» **EXTRAIT CHOISI**:
◇ ◇ ◇
Mauvaise nouvelle pour la collectivité…

Pour les associations, la réglementation prévue menace d’interdire dans les faits le retour au sol des matières "issues des déchets alimentaires, des déchets verts et des boues de stations d’épuration" qu’elles collectent, et "qui risquent de finir, faute de solutions, en unité de valorisation énergétique, ou en stockage". Une incongruité, au moment même où l’on "demande aux Français de trier leurs biodéchets", relèvent-elles. Et où on les contraint à ne plus brûler leurs déchets verts pour les véhiculer en déchetterie, où ils risqueraient donc de finir… incinérés. "Pourquoi faire contribuer les usagers d’un service public d’assainissement à des infrastructures de traitement performantes si cela revient fatalement à incinérer les boues d’épuration ?", interrogent les associations signataires de l’appel.
◇ ◇ ◇
» **DONNÉES FOURNIES**:

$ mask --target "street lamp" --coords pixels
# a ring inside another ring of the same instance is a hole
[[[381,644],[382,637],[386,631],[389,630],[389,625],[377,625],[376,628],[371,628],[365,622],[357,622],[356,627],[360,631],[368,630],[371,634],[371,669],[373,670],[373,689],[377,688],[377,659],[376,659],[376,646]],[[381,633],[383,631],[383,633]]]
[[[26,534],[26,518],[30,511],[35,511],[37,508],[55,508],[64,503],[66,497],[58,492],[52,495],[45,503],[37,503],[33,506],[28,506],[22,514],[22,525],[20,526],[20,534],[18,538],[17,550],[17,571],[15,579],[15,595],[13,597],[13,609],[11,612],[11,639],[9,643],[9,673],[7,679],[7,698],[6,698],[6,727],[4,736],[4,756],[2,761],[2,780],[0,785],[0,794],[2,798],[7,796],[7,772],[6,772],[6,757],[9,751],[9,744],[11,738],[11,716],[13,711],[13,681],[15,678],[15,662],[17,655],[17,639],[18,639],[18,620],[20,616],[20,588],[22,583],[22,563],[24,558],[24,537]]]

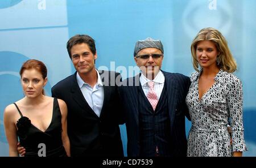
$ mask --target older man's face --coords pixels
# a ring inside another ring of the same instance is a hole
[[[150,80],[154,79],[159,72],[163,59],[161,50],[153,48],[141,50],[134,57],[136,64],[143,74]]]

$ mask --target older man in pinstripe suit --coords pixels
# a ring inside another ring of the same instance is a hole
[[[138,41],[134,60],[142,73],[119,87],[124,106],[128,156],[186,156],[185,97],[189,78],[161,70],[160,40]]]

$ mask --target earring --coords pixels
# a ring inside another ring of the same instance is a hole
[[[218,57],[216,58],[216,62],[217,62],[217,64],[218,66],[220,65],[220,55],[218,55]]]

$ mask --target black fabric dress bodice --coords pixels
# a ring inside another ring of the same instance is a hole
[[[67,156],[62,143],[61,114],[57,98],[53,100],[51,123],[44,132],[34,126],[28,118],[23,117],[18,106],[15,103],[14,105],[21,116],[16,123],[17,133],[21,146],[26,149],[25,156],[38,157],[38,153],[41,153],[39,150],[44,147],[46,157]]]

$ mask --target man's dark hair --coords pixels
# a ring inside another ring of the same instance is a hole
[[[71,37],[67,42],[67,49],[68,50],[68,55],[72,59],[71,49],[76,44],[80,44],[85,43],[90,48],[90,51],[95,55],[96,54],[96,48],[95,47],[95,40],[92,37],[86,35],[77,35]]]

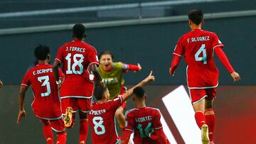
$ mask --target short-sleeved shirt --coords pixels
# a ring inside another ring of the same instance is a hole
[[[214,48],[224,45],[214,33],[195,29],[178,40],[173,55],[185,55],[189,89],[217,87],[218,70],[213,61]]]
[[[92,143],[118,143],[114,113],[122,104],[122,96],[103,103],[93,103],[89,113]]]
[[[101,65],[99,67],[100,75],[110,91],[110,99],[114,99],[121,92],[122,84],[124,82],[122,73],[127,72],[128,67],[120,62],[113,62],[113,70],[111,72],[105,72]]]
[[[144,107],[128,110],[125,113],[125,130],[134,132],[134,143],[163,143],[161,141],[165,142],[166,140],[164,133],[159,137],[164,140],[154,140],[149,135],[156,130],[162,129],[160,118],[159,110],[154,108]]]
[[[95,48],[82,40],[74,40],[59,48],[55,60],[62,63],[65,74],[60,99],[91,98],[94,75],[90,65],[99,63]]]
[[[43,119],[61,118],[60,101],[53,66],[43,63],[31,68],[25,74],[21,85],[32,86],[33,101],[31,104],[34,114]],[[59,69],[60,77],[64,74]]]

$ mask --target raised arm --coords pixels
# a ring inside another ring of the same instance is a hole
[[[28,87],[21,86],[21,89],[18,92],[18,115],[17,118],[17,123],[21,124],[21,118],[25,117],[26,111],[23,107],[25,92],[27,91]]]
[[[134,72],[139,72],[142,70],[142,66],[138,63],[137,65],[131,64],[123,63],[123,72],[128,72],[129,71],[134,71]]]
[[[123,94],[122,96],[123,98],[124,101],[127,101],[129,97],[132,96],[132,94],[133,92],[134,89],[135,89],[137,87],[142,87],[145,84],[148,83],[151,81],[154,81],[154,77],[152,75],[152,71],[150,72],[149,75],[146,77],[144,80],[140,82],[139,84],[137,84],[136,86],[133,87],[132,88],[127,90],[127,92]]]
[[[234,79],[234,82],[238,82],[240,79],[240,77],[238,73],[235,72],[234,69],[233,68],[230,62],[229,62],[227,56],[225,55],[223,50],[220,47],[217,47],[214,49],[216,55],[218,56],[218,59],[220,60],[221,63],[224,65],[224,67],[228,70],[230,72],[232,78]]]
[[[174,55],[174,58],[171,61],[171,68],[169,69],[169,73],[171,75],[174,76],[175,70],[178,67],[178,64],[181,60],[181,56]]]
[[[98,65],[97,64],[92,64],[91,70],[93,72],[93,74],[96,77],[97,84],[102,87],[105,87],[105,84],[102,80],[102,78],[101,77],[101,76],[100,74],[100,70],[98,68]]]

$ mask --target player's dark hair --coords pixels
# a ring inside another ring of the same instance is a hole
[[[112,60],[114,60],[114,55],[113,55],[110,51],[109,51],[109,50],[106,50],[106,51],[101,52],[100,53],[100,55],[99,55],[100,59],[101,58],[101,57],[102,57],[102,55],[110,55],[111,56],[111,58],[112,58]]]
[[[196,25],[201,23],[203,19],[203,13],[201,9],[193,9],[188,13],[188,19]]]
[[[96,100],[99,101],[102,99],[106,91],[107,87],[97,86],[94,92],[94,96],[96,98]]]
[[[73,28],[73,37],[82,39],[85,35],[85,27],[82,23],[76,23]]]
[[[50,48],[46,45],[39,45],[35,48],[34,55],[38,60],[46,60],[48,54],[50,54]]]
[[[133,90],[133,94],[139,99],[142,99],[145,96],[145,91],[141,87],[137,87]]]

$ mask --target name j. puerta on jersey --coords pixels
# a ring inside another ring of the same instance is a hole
◇ ◇ ◇
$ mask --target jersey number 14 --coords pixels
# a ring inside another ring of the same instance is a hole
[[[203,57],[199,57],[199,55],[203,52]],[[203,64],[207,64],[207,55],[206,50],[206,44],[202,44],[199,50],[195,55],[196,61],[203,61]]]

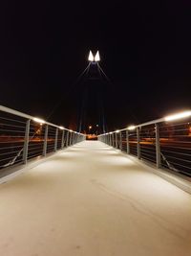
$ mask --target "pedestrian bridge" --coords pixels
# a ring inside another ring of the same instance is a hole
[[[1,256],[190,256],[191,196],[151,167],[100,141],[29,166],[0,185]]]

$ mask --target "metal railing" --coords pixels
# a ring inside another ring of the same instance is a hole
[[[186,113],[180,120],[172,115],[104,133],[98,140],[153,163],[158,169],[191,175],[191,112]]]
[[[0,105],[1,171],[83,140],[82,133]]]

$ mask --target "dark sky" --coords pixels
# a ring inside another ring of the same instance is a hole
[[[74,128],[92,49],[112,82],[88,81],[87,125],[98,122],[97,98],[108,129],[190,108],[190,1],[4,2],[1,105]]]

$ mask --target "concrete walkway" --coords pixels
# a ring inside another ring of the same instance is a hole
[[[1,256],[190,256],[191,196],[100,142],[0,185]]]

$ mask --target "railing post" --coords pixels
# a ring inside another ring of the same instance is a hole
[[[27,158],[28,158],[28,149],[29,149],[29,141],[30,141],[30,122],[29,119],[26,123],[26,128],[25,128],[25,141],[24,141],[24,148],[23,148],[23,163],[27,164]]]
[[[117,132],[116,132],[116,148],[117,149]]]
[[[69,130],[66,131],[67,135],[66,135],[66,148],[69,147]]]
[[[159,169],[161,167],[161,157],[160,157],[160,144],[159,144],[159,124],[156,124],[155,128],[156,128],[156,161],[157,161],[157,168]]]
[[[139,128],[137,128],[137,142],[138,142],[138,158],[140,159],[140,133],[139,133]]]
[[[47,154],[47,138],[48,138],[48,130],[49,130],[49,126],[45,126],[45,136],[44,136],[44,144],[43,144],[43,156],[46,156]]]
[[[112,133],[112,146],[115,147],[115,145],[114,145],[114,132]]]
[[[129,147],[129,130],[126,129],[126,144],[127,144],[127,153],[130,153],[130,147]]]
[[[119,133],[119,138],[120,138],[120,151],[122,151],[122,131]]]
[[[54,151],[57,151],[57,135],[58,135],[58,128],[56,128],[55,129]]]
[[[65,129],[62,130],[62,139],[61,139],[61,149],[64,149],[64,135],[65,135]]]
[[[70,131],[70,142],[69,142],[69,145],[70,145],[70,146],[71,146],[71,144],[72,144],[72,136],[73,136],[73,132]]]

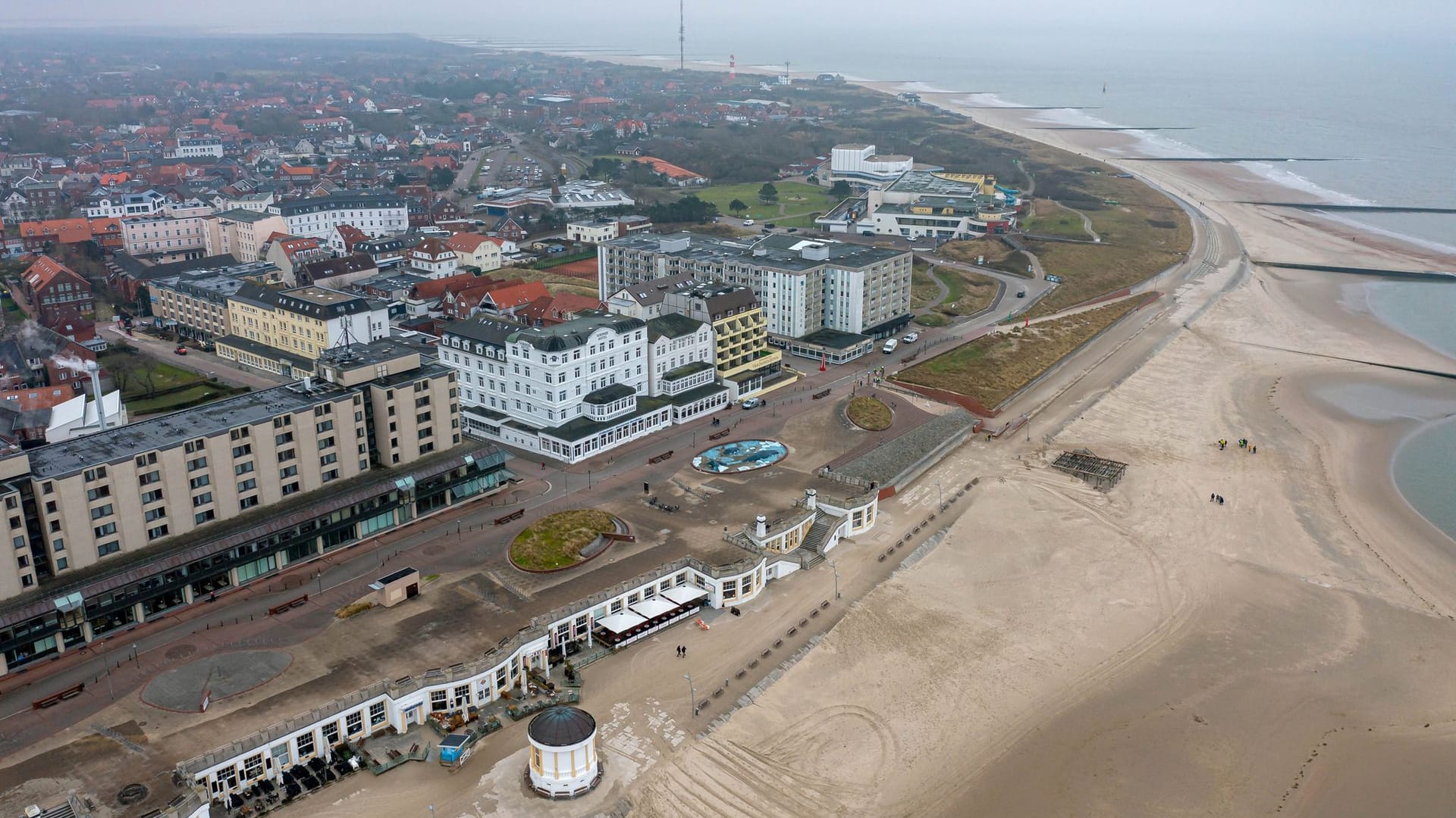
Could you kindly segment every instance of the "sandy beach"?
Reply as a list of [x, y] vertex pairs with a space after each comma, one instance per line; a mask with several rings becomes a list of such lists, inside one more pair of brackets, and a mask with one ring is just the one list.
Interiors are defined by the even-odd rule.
◇ ◇ ◇
» **CONSIGNE ÉCRITE**: Reproduisez à l'identique le passage de l'extrait choisi qui commence par « Mauvaise nouvelle pour » et se poursuit jusqu'à « signataires de l’appel. ». Les enregistrements ne sont pas nécessaires ici.

» **TÂCHE ACCOMPLIE**:
Mauvaise nouvelle pour la collectivité…

Pour les associations, la réglementation prévue menace d’interdire dans les faits le retour au sol des matières "issues des déchets alimentaires, des déchets verts et des boues de stations d’épuration" qu’elles collectent, et "qui risquent de finir, faute de solutions, en unité de valorisation énergétique, ou en stockage". Une incongruité, au moment même où l’on "demande aux Français de trier leurs biodéchets", relèvent-elles. Et où on les contraint à ne plus brûler leurs déchets verts pour les véhiculer en déchetterie, où ils risqueraient donc de finir… incinérés. "Pourquoi faire contribuer les usagers d’un service public d’assainissement à des infrastructures de traitement performantes si cela revient fatalement à incinérer les boues d’épuration ?", interrogent les associations signataires de l’appel.